(Entries for labeling object positions)
+-------+

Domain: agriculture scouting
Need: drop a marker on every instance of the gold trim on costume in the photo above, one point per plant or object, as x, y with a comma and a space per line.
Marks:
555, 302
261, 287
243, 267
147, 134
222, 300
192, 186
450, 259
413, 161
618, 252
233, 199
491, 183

+-------+

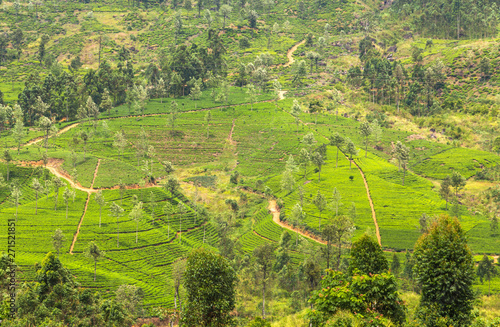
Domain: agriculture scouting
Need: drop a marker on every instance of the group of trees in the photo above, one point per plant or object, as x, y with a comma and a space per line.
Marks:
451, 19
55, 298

+-------+

- **Problem to work on**: Extract every line of the listing that contains the word "instance". Uppercase and lowercase letters count as different.

- **Correct output**:
Need: drop a marker on every instance of the gold trim on costume in the photo above, one point per plant or object, as x, y with a comma and a space per line.
Need: drop a marker on every instance of the group of trees in the photo above, one point per plant or object, as x, y with a comma and a space per line.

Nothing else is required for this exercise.